Task 1: In the episode recap, what does Noah do when he and Fitz realize the beacon is a bomb?
Task 2: Please carry on the episode recap from where it stops, keeping the same casual tone.

After the battle, the lady ninja is revealed to be Ruby, Gen. Hale’s daughter. It appears that her obsession with Daisy is more than just fangirl appreciation. Her mom expresses disappointment with her for letting the other S.H.I.E.L.D.ies escape, but Ruby considers Daisy the big fish and expects the others to lead back to her. Hale remarks that at least the beacon they brought back with them will do its job.

At the Lighthouse, Fitz and Noah are moving the beacon to storage when they realize that it’s actually a bomb. Noah sacrifices himself and jumps on top of it as it explodes.

In the episode’s final scene, Gen. Hale travels to Philadelphia and recruits former shape-shifting HYDRA agent and later Gen. Talbot’s bodyguard, Carl Creel (season 2 callback, y’all!), to join a team she’s putting together.

Data section:

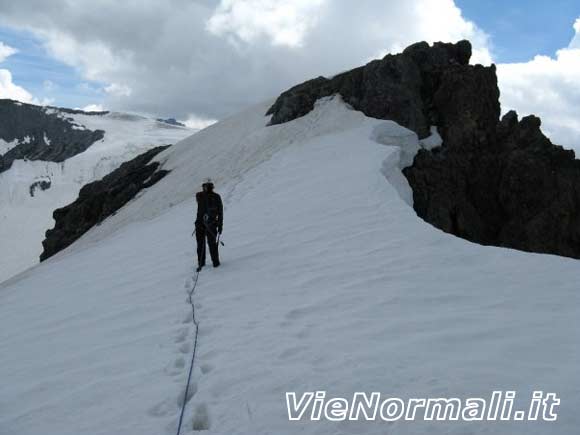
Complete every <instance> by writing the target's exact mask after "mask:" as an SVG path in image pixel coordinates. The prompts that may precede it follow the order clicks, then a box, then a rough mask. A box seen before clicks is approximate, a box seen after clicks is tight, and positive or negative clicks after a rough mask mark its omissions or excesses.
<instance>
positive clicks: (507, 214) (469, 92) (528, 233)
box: [267, 41, 580, 258]
mask: <svg viewBox="0 0 580 435" xmlns="http://www.w3.org/2000/svg"><path fill="white" fill-rule="evenodd" d="M470 56H471V45H470V44H469V42H467V41H461V42H459V43H457V44H443V43H436V44H434V45H433V46H432V47H430V46H429V45H428V44H427V43H425V42H421V43H417V44H414V45H411V46H410V47H408V48H407V49H405V50H404V51H403V53H401V54H397V55H387V56H385V57H384V58H383V59H381V60H375V61H372V62H370V63H368V64H367V65H365V66H363V67H359V68H355V69H353V70H351V71H347V72H344V73H342V74H339V75H337V76H335V77H333V78H331V79H327V78H324V77H318V78H316V79H313V80H309V81H307V82H305V83H302V84H300V85H298V86H295V87H293V88H291V89H289V90H287V91H286V92H284V93H282V94H281V95H280V96H279V97H278V99H277V100H276V102H275V103H274V105H273V106H272V107H271V108H270V109H269V110H268V112H267V114H270V115H272V117H271V120H270V123H271V124H280V123H283V122H287V121H290V120H292V119H295V118H297V117H300V116H303V115H305V114H306V113H308V112H309V111H310V110H312V108H313V107H314V103H315V102H316V100H317V99H319V98H321V97H326V96H330V95H334V94H340V95H341V96H342V98H343V100H344V101H345V102H346V103H348V104H350V105H351V106H352V107H353V108H354V109H356V110H360V111H362V112H363V113H365V114H366V115H367V116H371V117H375V118H380V119H390V120H394V121H396V122H397V123H399V124H401V125H403V126H405V127H407V128H409V129H411V130H413V131H415V132H416V133H417V134H418V135H419V137H421V138H423V137H425V136H427V135H428V133H429V127H430V126H431V125H434V126H437V128H438V132H439V134H440V135H441V137H442V139H443V145H442V146H441V147H438V148H435V149H432V150H421V151H419V153H418V154H417V156H416V157H415V159H414V162H413V165H412V166H410V167H408V168H406V169H405V170H404V171H403V172H404V174H405V176H406V177H407V179H408V181H409V184H410V185H411V188H412V189H413V198H414V208H415V211H416V212H417V214H418V215H419V216H420V217H421V218H423V219H425V220H426V221H427V222H429V223H431V224H433V225H434V226H436V227H438V228H440V229H442V230H443V231H446V232H448V233H451V234H454V235H457V236H459V237H463V238H465V239H467V240H471V241H473V242H477V243H480V244H485V245H496V246H504V247H510V248H515V249H520V250H525V251H532V252H541V253H551V254H558V255H564V256H569V257H574V258H580V188H579V187H578V186H580V162H579V161H577V160H575V156H574V152H573V151H568V150H564V149H563V148H562V147H559V146H555V145H553V144H552V143H551V142H550V140H549V139H548V138H547V137H545V136H544V135H543V134H542V132H541V130H540V125H541V122H540V119H539V118H537V117H535V116H527V117H525V118H523V119H522V120H521V121H518V117H517V114H516V113H515V112H509V113H507V114H506V115H505V116H504V117H503V118H502V120H501V121H500V120H499V115H500V105H499V90H498V87H497V77H496V73H495V66H493V65H492V66H490V67H483V66H481V65H469V58H470Z"/></svg>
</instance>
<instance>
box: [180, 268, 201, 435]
mask: <svg viewBox="0 0 580 435" xmlns="http://www.w3.org/2000/svg"><path fill="white" fill-rule="evenodd" d="M198 279H199V272H196V275H195V281H194V282H193V287H192V288H191V291H190V292H189V304H190V305H191V319H192V320H193V324H194V325H195V338H194V341H193V352H192V354H191V364H190V365H189V375H187V385H186V386H185V393H184V395H183V404H182V405H181V414H180V415H179V425H178V426H177V435H179V434H180V433H181V424H182V423H183V413H184V412H185V405H186V403H187V394H188V393H189V385H190V384H191V374H192V373H193V362H194V361H195V351H196V350H197V335H198V332H199V323H198V322H197V320H196V319H195V306H194V304H193V293H194V292H195V288H196V287H197V280H198Z"/></svg>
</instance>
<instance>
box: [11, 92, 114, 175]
mask: <svg viewBox="0 0 580 435" xmlns="http://www.w3.org/2000/svg"><path fill="white" fill-rule="evenodd" d="M47 109H49V111H47ZM51 110H54V111H58V112H60V113H61V114H63V113H64V114H67V113H68V114H79V113H82V114H86V115H93V116H99V115H103V114H105V113H107V112H83V111H81V110H71V109H61V108H54V107H40V106H35V105H32V104H26V103H20V102H16V101H13V100H0V139H3V140H5V141H6V142H12V141H14V140H17V141H18V142H20V144H18V145H16V146H15V147H14V148H12V149H10V150H9V151H8V152H6V153H5V154H4V155H0V172H3V171H6V170H8V169H10V167H11V166H12V162H13V161H14V160H16V159H27V160H44V161H50V162H62V161H64V160H66V159H68V158H70V157H73V156H75V155H77V154H79V153H82V152H83V151H85V150H86V149H87V148H89V147H90V146H91V145H92V144H93V143H95V142H96V141H98V140H101V139H102V138H103V137H104V136H105V132H104V131H102V130H95V131H92V130H88V129H79V127H78V126H77V127H76V128H75V126H74V124H73V121H72V120H71V119H68V118H66V117H62V116H58V114H57V113H51ZM26 137H28V138H29V139H28V142H27V143H24V141H25V138H26ZM47 140H48V142H49V143H47Z"/></svg>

Result 1: He sacrifices himself by jumping on top of the bomb as it explodes.

Result 2:
Episode Verdict

It’s such a relief to be done with all the boring outer space foolishness that this episode almost can’t help but seem like an improvement. I didn’t care much for Deke earlier, but he’s quite fun here. If still unexceptional, the plot is also more interesting than anything that happened in the last ten episodes.

Yo-Yo’s injury is a bummer, because it presumably means that she’ll be sidelined for the rest of the season, but I have to assume that she’ll probably get her arms back eventually by way of more time travel. Or possibly robot arms. That’d work, too.